*WHAT TO DO*. Every line from the one that contains "Locate the sky" to the end of the records must be restated word for word. No other line belongs in the answer.

:: MATERIAL FOR THIS EXERCISE

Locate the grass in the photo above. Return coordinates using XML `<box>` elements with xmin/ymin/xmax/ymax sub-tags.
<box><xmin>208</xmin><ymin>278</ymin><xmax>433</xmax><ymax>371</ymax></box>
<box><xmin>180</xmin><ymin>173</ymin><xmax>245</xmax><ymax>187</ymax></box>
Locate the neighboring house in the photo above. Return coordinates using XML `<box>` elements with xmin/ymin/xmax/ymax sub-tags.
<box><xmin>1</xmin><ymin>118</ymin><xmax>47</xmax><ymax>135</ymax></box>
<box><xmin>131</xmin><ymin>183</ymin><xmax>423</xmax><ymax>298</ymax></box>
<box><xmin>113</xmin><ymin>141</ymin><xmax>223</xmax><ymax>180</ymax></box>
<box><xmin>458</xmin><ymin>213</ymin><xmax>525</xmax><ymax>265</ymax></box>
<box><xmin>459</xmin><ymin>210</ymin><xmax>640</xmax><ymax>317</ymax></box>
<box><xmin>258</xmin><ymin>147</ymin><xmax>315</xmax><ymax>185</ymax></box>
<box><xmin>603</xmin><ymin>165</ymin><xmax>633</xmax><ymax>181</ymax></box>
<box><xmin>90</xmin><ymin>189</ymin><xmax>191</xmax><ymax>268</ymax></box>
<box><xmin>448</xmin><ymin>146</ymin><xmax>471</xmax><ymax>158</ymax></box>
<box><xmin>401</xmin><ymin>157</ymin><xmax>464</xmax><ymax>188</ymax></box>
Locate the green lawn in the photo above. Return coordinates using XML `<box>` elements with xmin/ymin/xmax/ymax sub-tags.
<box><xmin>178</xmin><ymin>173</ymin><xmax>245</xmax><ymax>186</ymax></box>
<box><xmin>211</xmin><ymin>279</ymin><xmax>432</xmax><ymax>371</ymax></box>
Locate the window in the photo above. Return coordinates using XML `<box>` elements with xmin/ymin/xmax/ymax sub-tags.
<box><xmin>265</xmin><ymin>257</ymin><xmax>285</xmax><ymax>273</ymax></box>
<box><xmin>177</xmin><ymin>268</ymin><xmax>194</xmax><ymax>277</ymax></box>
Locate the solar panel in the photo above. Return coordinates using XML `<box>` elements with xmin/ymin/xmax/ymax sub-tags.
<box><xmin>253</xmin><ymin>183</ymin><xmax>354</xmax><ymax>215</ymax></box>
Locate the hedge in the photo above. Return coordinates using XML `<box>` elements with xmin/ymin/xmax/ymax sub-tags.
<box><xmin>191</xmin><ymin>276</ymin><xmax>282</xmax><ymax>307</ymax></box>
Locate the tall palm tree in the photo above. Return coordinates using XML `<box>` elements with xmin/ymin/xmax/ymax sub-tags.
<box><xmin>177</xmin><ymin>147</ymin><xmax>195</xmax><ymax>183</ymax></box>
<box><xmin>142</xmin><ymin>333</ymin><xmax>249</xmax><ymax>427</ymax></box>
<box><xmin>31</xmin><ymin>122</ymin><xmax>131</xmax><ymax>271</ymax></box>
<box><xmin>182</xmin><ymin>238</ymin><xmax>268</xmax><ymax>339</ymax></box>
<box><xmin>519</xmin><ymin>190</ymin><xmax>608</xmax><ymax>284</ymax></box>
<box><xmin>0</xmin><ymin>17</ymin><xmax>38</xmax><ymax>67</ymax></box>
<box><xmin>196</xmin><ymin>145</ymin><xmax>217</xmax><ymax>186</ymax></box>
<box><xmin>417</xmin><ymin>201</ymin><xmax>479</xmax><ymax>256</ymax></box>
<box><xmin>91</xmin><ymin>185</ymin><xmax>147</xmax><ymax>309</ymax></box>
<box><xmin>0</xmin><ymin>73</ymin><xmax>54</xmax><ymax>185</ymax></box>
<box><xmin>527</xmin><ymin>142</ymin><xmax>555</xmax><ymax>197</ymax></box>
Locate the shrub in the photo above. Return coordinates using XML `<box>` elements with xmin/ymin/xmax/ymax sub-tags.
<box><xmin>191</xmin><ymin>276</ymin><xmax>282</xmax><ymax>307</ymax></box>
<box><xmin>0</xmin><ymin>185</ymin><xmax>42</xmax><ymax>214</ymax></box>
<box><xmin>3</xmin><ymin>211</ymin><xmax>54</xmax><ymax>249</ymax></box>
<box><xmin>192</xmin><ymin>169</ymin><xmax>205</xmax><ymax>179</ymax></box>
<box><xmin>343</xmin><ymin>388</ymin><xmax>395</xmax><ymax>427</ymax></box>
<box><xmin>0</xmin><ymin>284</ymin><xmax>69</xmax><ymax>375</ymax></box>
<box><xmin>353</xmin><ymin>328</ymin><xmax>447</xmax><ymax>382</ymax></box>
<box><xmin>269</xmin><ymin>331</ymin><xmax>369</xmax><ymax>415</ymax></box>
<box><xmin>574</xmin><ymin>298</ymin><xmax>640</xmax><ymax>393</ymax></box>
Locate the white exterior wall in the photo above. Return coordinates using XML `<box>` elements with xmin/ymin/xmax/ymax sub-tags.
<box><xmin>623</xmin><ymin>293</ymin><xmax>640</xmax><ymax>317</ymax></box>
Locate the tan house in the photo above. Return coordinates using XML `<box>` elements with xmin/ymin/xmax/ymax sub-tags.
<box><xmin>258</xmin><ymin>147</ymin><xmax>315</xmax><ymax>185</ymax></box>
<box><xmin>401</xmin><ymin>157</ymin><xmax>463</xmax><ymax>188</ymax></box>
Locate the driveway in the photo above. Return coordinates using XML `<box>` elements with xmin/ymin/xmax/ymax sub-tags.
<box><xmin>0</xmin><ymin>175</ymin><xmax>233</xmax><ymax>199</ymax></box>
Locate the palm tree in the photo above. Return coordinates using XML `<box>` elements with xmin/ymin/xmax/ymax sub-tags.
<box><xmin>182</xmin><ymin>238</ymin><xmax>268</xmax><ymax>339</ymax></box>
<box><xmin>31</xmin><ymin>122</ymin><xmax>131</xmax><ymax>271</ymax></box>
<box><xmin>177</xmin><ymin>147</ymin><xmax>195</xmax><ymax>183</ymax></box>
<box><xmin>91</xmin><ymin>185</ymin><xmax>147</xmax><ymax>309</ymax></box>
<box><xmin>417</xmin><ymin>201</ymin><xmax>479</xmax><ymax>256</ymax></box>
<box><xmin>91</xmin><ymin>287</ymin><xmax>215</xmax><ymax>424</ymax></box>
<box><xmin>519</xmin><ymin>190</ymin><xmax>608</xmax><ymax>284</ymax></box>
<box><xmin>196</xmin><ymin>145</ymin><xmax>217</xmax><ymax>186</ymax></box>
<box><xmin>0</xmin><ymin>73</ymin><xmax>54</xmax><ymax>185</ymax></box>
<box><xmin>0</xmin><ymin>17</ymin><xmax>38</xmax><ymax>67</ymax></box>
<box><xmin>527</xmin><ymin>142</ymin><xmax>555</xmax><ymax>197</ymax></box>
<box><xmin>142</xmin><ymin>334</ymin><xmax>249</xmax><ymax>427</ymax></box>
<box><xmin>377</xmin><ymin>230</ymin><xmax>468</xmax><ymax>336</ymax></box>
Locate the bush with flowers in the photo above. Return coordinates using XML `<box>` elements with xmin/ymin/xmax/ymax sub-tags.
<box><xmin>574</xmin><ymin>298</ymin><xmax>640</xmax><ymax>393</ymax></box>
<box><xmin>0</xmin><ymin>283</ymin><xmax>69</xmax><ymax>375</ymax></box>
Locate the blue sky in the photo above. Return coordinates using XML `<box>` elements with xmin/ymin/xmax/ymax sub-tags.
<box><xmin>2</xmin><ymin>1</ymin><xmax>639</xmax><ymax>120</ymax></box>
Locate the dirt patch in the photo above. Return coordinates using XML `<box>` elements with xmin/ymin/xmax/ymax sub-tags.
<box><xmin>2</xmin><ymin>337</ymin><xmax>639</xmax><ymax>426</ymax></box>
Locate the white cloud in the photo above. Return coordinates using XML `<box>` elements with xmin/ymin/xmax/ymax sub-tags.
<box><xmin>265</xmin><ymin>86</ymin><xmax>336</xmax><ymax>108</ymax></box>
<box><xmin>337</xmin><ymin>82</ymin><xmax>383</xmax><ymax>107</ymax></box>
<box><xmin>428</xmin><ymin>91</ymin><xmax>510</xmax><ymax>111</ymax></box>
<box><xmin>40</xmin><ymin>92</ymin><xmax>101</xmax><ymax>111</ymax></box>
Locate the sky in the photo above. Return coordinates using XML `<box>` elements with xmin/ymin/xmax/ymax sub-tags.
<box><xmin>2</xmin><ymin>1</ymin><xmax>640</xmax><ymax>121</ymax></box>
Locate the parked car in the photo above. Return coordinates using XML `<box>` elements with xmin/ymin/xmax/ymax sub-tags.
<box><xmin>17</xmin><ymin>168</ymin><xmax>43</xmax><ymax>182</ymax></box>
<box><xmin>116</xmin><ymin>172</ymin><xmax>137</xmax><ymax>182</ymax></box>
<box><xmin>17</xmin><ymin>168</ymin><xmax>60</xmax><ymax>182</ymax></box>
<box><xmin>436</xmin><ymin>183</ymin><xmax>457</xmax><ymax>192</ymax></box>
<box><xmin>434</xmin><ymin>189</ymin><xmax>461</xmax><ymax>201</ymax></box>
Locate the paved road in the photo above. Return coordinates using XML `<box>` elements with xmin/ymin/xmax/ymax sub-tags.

::::

*PROBLEM SOLUTION*.
Locate the sky in the photo above. Return coordinates using XML `<box>` elements with xmin/ymin/xmax/ymax sub-tags.
<box><xmin>2</xmin><ymin>1</ymin><xmax>640</xmax><ymax>121</ymax></box>
Locate the parked car in the photo above. Return coordinates using XML `<box>` elements with xmin/ymin/xmax/ymax sub-tags.
<box><xmin>17</xmin><ymin>168</ymin><xmax>43</xmax><ymax>182</ymax></box>
<box><xmin>116</xmin><ymin>172</ymin><xmax>137</xmax><ymax>182</ymax></box>
<box><xmin>17</xmin><ymin>168</ymin><xmax>60</xmax><ymax>182</ymax></box>
<box><xmin>436</xmin><ymin>183</ymin><xmax>457</xmax><ymax>192</ymax></box>
<box><xmin>434</xmin><ymin>189</ymin><xmax>461</xmax><ymax>201</ymax></box>
Locate the paved road in the photo above. Return coordinates using XML `<box>` elements with xmin/ymin/xmax/ymax sub-tags.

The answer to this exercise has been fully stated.